§ **Brief**
Output the listing below unchanged, reproducing every line in order.

Object location annotation listing:
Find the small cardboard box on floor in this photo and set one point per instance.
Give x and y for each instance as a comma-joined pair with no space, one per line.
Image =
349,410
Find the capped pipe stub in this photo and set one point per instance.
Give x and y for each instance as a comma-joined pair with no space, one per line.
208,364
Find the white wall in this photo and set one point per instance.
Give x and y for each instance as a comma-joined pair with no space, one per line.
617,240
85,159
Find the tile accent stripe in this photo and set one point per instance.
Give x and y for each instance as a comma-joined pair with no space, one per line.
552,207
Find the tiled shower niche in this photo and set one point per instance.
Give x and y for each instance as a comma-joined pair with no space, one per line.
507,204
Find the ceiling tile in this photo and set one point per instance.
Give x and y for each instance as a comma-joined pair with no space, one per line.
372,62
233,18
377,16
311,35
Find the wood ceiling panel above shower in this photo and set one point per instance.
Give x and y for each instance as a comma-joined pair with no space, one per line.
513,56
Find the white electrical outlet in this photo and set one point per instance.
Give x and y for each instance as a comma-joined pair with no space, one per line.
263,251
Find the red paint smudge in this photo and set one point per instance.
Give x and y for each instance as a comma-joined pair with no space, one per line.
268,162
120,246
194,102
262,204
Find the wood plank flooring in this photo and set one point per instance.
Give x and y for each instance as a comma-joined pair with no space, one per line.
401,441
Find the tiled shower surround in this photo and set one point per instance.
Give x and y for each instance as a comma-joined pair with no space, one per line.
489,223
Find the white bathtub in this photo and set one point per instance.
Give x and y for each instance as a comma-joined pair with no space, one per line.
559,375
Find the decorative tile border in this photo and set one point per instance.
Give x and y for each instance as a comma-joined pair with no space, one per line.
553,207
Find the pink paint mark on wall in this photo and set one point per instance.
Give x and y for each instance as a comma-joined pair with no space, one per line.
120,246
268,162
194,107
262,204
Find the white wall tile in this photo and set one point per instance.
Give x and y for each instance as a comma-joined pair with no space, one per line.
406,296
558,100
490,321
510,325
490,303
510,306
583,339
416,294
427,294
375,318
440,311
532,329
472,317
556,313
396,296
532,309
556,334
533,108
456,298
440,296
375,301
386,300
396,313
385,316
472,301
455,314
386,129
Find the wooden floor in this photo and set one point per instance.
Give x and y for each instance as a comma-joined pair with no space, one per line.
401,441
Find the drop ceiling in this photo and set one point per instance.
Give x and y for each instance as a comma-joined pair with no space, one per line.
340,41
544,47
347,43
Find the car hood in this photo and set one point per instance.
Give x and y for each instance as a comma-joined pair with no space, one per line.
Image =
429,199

§ **Task result**
Find the small cardboard box on floor in this photo and set one point per instance.
Give x and y for each instance as a comma-joined pair with no space, one per line.
Image =
349,410
Find the capped pipe stub in this photo and set one point per instance.
Give x and y for each instance as a comma-joined pair with no space, one per line.
208,364
Find the white wall in this photo and set one point per instance.
Give x and y for each instance as a comma-joined pair with no space, one per line.
617,240
85,159
Find the tile accent stripe in this photo and set one point per instance.
Give x and y for each instance as a comma-joined pair with no space, one per line.
552,207
Find the tiled shower niche in this photo and set one point per instance.
Give x and y for each instance as a comma-joined pair with no space, one per line.
507,204
Find the ceiling tile in this photo and set one point per instance.
Give x and y for each instance as a comma-joined pair with no space, one per line.
372,62
233,18
377,16
311,35
Find the wood ceiling panel above shower in this photo and set one point per instance.
Give x and y for each instance as a comma-joined pair with no space, one per line.
513,56
Find the white electrical outlet in this photo and set one point per instance.
Give x and y for each instance as a comma-joined pair with no space, one per line.
263,251
Find the red paint smudge in this photo and set one point per instance.
Give x and y for each instance as a comma-joined pair with no space, one per line.
268,162
120,246
194,102
262,204
Find the wood plank flooring in this photo and set one point per instance.
Give x and y for each instance as a comma-joined pair with no space, one per line.
401,441
Find the tiled shower surround in this photo and set one point per instance.
Give x and y for each instance as a comma-joined pair with no space, one per line.
489,223
Find the white bathtub in this photo and set one point per instance.
Give x and y for each instance as a comma-joined pair with no space, one per line.
559,375
Find the decorative tile border in this photo and set one point per instance.
Give x and y for each instance as a comma-joined pair with no space, one per line.
553,207
Find the pink paint mark on wall in this photo and set one point per instance.
Give x and y for each instance as a comma-joined pair with no space, one per line.
120,246
268,162
194,107
262,204
Find the white wall tile in this photo and set one point per instance.
Give x and y for each instance as a comma-joined pair with no space, one per line.
406,296
558,100
490,321
510,325
490,303
510,306
583,339
416,294
427,294
375,318
440,311
532,329
472,317
556,313
396,296
532,309
556,334
533,108
456,298
440,296
375,301
386,300
396,313
385,316
472,301
455,314
386,129
Find the wooden floor in this photo and set one point per instance.
Give x and y for each instance as a comma-joined pair with no space, one per line.
401,441
Find the drop ceiling in this photo and set one point per instance.
Give x and y for each instance as a comma-joined pair with no space, one per line.
340,41
544,47
347,43
Find the car hood in this photo and set one point per instance.
Give x and y for each instance as a comma-joined pair with no space, one per line.
Image =
429,199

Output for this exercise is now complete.